**ASSIGNMENT:**
Could you return every line of the material that contains the word "jacket"?

**LISTED ENTRIES:**
• • •

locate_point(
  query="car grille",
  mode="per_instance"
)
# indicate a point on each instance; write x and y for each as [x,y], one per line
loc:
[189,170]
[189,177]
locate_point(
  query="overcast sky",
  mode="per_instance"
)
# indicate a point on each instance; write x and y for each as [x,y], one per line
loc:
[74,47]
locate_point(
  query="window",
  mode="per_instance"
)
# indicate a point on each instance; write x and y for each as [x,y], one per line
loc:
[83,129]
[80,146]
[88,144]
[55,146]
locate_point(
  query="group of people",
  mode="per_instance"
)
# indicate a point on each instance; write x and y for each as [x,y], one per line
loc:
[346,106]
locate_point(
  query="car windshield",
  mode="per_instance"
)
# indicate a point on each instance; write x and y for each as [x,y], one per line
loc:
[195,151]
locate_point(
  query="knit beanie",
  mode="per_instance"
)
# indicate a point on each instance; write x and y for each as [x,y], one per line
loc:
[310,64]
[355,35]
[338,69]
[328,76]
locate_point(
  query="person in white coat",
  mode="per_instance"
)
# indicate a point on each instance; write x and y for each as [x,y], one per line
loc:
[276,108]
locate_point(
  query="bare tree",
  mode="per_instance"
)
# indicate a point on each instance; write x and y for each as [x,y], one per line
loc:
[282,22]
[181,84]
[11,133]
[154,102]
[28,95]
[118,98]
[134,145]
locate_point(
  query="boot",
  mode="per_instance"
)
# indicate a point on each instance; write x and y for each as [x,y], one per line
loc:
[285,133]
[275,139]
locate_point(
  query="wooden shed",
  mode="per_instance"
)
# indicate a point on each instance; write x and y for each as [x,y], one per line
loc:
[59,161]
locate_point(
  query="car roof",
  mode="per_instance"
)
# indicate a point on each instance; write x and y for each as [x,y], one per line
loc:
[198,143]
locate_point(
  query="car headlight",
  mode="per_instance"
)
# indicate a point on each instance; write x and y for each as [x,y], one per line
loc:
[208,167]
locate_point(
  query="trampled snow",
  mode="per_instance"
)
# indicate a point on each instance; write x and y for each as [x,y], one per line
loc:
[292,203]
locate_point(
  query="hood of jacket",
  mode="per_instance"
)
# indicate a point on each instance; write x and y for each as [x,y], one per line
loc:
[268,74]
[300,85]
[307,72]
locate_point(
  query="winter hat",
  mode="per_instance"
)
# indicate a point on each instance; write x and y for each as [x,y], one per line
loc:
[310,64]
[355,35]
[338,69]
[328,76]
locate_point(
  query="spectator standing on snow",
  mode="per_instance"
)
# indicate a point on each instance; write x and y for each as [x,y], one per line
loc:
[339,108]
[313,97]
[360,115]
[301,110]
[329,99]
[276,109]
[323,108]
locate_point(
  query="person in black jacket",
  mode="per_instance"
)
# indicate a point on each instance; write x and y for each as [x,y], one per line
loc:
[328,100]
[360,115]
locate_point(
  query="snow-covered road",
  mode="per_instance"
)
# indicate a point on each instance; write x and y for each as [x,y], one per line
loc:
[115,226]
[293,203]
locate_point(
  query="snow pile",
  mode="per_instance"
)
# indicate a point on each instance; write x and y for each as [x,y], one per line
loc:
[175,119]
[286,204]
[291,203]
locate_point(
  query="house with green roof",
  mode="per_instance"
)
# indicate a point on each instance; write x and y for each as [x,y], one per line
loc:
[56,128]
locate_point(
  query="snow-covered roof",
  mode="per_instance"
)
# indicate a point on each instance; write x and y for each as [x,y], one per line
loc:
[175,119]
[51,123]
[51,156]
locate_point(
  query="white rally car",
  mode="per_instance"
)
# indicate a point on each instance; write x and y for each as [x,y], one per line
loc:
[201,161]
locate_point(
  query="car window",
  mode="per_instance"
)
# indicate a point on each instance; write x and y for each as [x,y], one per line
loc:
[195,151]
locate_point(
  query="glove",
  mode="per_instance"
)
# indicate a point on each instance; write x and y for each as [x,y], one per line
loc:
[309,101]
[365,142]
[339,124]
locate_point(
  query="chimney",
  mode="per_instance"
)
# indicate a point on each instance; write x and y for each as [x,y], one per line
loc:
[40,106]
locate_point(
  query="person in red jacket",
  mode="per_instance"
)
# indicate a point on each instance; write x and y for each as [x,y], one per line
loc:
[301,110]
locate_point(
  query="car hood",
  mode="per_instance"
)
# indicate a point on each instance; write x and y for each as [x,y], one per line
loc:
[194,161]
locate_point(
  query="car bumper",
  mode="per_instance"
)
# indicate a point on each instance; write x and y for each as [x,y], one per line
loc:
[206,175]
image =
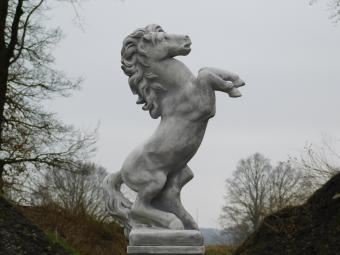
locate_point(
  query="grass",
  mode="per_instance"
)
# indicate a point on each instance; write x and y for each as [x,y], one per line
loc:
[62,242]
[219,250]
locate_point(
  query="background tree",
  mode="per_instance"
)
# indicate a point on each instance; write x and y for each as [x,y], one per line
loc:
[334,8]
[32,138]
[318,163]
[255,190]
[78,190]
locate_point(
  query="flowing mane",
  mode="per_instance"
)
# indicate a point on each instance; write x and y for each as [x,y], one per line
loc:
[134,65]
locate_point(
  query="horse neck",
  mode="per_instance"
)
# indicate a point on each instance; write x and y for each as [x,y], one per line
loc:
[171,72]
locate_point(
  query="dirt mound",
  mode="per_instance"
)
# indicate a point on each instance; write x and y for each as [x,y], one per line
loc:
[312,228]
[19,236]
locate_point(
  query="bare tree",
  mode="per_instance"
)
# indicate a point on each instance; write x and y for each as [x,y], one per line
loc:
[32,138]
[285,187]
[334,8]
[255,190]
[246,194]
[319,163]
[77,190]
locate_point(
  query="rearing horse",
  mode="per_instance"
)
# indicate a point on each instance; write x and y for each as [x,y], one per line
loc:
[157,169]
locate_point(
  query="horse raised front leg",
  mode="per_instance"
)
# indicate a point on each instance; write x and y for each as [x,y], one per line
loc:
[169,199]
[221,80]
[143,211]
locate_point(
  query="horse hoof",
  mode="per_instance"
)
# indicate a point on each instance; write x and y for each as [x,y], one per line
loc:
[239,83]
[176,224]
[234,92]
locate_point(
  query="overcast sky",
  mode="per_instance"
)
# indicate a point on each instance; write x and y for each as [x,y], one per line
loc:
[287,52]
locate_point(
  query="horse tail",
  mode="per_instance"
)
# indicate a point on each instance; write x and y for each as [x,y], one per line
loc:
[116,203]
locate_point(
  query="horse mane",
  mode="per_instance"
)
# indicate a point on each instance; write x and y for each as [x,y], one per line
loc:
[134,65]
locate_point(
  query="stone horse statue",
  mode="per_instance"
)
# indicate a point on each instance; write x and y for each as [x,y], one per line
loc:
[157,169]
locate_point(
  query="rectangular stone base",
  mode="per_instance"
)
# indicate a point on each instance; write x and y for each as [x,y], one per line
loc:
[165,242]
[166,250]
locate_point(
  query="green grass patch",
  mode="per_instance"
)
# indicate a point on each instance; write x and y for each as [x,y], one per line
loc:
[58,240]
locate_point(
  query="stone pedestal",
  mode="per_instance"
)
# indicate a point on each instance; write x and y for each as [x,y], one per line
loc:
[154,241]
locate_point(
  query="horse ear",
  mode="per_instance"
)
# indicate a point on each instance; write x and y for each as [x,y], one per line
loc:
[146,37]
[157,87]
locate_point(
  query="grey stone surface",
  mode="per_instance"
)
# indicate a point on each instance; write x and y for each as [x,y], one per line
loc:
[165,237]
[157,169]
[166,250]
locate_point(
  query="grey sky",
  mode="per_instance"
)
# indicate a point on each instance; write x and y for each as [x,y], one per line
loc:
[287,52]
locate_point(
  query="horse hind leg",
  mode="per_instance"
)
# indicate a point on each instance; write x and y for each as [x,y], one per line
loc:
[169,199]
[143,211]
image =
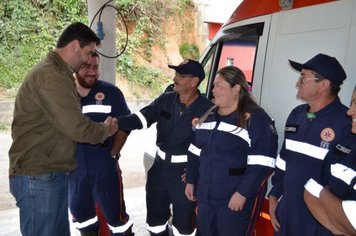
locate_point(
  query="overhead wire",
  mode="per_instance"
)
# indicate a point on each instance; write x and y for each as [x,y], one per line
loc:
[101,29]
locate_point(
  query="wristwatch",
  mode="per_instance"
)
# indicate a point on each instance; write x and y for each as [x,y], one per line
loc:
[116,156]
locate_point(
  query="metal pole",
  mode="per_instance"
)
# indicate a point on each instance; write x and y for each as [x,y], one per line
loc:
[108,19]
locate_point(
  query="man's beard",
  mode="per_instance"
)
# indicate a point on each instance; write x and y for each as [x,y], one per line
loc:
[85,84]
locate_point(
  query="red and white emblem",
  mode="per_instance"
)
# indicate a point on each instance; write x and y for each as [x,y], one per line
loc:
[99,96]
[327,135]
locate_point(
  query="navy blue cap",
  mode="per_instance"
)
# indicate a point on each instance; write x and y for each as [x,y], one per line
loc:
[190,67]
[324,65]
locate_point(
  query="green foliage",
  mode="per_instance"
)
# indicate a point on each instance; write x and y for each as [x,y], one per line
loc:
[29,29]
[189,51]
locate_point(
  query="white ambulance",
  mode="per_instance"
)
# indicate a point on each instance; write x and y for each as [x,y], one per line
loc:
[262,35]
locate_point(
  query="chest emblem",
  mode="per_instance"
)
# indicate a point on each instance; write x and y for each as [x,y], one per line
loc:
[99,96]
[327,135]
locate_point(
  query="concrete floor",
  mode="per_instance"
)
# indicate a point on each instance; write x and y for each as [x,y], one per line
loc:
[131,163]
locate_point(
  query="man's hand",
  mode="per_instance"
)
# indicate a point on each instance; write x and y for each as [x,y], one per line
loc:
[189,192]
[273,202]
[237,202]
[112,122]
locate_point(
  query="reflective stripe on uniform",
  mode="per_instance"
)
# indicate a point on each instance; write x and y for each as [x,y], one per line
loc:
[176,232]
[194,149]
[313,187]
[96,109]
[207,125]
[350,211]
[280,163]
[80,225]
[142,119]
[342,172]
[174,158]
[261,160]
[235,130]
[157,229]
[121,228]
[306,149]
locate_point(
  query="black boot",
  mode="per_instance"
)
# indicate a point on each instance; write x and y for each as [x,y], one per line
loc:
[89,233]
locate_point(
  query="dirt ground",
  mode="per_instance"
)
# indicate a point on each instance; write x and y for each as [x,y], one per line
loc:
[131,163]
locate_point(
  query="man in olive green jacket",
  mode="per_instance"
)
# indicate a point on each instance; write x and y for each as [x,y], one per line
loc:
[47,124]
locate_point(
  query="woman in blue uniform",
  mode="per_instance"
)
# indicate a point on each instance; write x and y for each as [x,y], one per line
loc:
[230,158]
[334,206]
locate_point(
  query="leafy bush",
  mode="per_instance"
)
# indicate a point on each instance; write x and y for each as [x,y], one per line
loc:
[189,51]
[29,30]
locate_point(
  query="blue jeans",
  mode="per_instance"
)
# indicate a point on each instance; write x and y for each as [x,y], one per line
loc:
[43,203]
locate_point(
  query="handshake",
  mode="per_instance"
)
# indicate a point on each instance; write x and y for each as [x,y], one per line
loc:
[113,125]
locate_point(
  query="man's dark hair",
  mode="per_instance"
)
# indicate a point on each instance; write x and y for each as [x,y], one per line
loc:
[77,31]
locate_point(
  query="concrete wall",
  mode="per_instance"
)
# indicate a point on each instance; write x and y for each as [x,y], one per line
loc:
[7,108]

• • •

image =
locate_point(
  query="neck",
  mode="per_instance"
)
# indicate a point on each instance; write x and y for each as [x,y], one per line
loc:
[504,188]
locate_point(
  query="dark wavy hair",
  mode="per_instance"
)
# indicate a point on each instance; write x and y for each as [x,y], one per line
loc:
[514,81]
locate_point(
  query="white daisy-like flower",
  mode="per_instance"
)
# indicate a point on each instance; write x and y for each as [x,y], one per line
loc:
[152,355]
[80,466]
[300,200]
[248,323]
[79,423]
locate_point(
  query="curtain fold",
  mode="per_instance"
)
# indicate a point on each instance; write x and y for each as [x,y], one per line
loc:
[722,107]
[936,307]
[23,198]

• • •

**PROBLEM SOLUTION:**
  query="hood of jacket",
  query="person in black jacket",
  query="person in red jacket",
  query="man in olive green jacket",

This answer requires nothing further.